» **Recorded information**:
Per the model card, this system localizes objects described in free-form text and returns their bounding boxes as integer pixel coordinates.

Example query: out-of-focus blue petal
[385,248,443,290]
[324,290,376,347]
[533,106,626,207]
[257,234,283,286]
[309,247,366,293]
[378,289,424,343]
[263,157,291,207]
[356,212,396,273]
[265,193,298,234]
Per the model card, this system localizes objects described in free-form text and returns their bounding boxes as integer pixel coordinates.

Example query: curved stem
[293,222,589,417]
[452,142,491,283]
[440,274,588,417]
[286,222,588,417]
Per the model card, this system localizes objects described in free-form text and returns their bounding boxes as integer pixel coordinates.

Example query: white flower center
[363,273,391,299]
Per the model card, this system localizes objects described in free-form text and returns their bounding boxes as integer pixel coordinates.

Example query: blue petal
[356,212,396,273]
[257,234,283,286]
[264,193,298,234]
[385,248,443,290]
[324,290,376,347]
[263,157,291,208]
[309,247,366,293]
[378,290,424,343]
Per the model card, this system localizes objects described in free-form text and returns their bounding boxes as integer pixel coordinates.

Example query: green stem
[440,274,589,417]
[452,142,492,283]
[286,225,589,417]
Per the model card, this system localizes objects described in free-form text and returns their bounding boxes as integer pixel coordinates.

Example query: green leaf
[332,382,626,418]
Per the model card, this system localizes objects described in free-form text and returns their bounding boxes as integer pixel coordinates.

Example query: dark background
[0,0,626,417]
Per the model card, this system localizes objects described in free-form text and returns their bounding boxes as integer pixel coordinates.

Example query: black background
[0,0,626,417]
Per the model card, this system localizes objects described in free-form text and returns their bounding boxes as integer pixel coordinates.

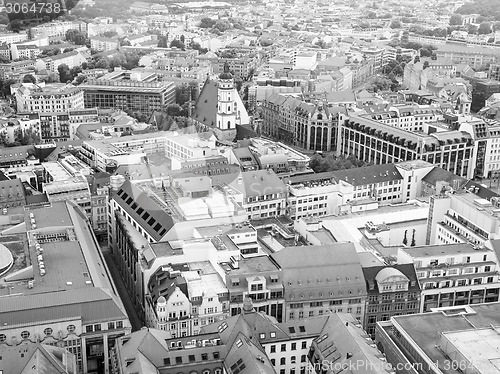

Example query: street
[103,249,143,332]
...
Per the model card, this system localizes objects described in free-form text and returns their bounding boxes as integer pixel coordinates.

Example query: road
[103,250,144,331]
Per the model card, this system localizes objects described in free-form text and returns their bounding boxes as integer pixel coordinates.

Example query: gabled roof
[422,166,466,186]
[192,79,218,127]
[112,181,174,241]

» **Short problem**:
Return each line of the items above that contains the string "query".

» **Written response**:
Example query: out-of-focus blue petal
Example query: curved stem
Example query: white flower center
Example query: blue petal
Example query: green stem
Example query: green leaf
Example query: dark background
Example query: black background
Example query: street
Example query: road
Example query: gabled roof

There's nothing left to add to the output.